■ **EXERCISE AIM**:
Return verbatim the lines below, from the line containing "Find the green" through the last line, inclusive.

■ **DATA SHOWN**:
* * * * * * * * *

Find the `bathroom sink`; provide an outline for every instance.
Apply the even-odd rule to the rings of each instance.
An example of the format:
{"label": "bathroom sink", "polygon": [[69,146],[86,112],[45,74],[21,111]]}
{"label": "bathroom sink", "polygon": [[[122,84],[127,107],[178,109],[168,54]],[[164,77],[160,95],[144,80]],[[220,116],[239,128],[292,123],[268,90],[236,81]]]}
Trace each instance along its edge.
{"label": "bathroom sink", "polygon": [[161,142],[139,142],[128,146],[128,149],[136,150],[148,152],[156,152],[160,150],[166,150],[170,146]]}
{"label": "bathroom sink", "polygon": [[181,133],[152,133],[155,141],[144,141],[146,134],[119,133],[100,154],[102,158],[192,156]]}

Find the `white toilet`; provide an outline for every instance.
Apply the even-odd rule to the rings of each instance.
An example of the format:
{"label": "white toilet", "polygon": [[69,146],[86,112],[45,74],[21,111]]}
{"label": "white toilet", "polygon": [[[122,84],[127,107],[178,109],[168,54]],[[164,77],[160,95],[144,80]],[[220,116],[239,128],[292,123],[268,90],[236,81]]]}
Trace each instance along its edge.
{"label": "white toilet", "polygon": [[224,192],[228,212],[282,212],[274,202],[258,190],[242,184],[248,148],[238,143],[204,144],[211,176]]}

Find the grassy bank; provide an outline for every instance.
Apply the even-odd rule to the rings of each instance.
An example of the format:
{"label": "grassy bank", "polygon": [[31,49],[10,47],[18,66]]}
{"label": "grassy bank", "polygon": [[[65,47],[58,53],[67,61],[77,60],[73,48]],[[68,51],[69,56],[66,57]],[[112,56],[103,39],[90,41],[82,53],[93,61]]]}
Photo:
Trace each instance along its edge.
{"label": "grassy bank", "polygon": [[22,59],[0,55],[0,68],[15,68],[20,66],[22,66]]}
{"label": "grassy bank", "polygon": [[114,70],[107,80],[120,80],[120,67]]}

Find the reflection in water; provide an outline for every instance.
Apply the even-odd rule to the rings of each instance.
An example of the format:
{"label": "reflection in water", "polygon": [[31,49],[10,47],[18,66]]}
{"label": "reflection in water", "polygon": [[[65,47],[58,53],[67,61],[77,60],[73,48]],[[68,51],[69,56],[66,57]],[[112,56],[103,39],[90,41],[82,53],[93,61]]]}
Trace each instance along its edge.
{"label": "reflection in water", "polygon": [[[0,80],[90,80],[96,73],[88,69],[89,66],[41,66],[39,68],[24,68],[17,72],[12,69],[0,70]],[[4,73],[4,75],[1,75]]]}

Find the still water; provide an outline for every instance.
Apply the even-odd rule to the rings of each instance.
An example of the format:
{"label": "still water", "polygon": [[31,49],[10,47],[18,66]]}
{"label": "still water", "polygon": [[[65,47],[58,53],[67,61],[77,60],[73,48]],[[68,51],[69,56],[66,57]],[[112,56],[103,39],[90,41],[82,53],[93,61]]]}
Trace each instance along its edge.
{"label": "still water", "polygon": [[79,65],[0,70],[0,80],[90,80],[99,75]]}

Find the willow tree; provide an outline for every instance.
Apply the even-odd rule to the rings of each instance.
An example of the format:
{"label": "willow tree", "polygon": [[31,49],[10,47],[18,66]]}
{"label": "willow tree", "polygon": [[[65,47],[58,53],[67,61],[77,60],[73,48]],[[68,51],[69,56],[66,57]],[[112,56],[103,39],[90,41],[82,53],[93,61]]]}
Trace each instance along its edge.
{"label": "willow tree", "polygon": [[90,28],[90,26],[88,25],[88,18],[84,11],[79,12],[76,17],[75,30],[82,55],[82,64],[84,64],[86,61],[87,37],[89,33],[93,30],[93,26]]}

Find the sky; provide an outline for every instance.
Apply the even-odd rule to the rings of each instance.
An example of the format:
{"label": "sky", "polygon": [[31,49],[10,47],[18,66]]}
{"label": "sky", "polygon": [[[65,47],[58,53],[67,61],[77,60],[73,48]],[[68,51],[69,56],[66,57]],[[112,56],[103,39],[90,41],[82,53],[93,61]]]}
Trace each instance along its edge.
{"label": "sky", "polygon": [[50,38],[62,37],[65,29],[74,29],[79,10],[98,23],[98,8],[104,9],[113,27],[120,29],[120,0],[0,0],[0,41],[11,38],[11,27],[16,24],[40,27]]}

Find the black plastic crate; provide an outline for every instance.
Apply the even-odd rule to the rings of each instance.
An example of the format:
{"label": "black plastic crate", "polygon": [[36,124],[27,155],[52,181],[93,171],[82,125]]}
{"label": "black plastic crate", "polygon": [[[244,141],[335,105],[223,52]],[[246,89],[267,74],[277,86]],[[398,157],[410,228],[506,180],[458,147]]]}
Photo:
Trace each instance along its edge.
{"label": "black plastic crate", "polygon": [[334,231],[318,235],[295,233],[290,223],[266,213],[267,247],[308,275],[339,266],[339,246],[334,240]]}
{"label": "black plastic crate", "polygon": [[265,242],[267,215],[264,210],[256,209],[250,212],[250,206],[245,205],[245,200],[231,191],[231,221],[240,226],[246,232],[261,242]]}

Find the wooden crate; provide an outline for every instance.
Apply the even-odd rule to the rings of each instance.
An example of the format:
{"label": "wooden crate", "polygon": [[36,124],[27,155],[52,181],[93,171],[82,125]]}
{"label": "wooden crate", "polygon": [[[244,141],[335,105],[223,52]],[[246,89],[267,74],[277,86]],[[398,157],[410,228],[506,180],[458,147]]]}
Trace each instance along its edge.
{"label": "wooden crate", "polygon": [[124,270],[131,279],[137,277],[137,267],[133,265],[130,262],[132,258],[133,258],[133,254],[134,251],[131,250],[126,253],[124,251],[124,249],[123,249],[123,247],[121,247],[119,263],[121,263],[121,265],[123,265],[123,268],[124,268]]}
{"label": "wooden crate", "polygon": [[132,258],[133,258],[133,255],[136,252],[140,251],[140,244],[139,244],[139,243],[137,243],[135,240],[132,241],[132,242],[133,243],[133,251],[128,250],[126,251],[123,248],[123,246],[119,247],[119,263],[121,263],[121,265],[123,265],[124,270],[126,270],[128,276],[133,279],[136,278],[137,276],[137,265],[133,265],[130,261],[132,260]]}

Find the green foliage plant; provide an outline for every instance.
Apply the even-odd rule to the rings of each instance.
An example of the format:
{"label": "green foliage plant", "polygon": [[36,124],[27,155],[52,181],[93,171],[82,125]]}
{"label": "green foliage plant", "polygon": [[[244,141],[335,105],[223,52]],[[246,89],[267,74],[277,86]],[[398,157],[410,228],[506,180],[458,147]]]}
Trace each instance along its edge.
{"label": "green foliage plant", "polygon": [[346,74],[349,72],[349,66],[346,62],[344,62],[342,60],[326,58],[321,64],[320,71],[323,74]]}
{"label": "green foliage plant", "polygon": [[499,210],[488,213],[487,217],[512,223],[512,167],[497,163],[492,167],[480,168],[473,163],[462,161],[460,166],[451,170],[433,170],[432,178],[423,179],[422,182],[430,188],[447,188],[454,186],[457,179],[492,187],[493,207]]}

* * * * * * * * *

■ **WRITTEN SOLUTION**:
Find the green foliage plant; provide an outline for every instance.
Apply the even-odd rule to the rings of each instance.
An example of the format:
{"label": "green foliage plant", "polygon": [[36,124],[27,155],[52,181],[93,171],[82,125]]}
{"label": "green foliage plant", "polygon": [[[244,141],[335,105],[223,52]],[[246,89],[267,74],[277,86]],[[398,157],[410,228],[506,180],[458,147]]]}
Trace each instance along its edge.
{"label": "green foliage plant", "polygon": [[346,74],[349,72],[349,66],[346,62],[344,62],[342,60],[326,58],[321,64],[320,71],[323,74]]}
{"label": "green foliage plant", "polygon": [[499,210],[488,213],[487,217],[512,223],[512,167],[497,163],[492,167],[480,168],[473,163],[462,161],[460,166],[451,170],[433,170],[432,178],[423,179],[422,182],[430,188],[447,188],[454,186],[457,179],[492,187],[493,207]]}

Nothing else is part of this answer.